Given passage section start

PENALTIES AND LOST LEADS
Over the last two to three years, Google has taken major steps to protect its users from clicking on hacked sites. Perhaps you’ve even seen Google’s warning messages, such as, “This site may harm your computer,” when browsing a search results page. People will rarely click on sites with that notification? This warning alone is enough to lose sales — permanently.
Beyond warning consumers, Google may also potentially penalize a hacked site by effectively removing it from its search results pages until action is taken. If a website utilizes Google Search Console, a web manager may receive a message like the one shown to the left.
Of course, if a company’s website is not ranking on Google for keywords relevant to its business, the business, without question, is losing leads and sales. Considering that Google’s organic search is responsible for more than half the traffic most HVAC contractor websites gain, having a site banned from Google is a major issue.
It’s hard to believe the number of business owners who invest thousands of dollars on search engine optimization (SEO) in order to improve their sites’ first-page rankings but then have to remove their sites from Google because they were pennywise and pound foolish regarding their website hosting and website maintenance procedures. Don’t be one of them.
LOSS OF TIME AND MONEY
In addition to the leads and sales a company’s losing while the hacked site has been penalized by Google, management is also going to lose money paying a website developer to diagnose and fix the problem. Sometimes the fix is simple, but, other times, years of neglect lead to complex and costly fixes. Sometimes things are so serious we recommend the website be completely rebuilt.

Given passage section end

■ Exercise requirements ■
A) According to the passage on hacked websites, how much of the traffic to most HVAC contractor websites comes from Google's organic search?
B) Please carry on the passage on hacked websites, picking up after its last sentence.

Supplied information section start

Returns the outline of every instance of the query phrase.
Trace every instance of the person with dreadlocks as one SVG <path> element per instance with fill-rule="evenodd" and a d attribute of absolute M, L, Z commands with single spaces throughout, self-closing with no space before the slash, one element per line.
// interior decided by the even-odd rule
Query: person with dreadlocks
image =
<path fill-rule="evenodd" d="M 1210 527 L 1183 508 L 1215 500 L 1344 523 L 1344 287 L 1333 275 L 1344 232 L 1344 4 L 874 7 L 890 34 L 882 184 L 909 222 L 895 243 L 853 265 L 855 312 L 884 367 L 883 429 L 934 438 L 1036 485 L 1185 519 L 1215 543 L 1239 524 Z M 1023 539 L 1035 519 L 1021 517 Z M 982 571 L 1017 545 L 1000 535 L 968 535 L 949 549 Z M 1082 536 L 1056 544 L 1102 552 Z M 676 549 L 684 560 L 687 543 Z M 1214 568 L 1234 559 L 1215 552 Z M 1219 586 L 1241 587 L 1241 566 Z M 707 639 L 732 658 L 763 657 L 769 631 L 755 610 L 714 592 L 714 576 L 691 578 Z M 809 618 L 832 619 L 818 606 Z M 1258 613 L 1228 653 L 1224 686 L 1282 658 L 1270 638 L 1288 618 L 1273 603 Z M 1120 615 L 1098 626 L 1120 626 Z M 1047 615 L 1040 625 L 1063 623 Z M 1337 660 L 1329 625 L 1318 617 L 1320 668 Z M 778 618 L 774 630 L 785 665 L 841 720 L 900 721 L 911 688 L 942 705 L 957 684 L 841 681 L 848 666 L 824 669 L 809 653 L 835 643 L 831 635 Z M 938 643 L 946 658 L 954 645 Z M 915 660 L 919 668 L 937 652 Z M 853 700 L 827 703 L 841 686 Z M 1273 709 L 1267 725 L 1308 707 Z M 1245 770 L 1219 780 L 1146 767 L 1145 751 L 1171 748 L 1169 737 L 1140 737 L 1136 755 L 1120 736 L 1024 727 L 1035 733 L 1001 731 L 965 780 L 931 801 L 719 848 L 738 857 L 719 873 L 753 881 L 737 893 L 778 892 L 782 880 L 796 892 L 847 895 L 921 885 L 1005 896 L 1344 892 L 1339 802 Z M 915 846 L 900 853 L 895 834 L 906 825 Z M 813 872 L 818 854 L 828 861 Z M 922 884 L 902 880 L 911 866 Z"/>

Supplied information section end

■ Per-task outputs ■
A) More than half.

B)
Like most things, an ounce of prevention is worth a pound of cure. The first step to prevent a website from being hacked is to select a reputable website hosting company. I know some web marketing companies host their clients’ sites from an old computer in the garage. A company’s website isn’t a hobby; it’s a growth engine. Treat it that way.
Also, use strong passwords. One of the reasons so many small business websites get hacked is because the business owner, its marketing gal, or web development company uses passwords like, “admin123” or “soccer” or “password.”
When it comes to creating passwords for a website hosting account and the website’s content management system (and the MySQL database related to the CMS), do not use the same passwords that are used for every other site, and use passwords that are at least eight characters and that include upper/lowercase letters, numbers, and symbols.
Finally, keep the website’s content management system (e.g., WordPress, Joomla, etc.) up to date. Most content management systems (CMS) use plugins. From time to time, plugins are updated — mostly to patch an identified security update. When plugins update, a facilitator must update the site. A good Web marketing firm can do this via some type of webmaster services agreement or as part of the hosting package.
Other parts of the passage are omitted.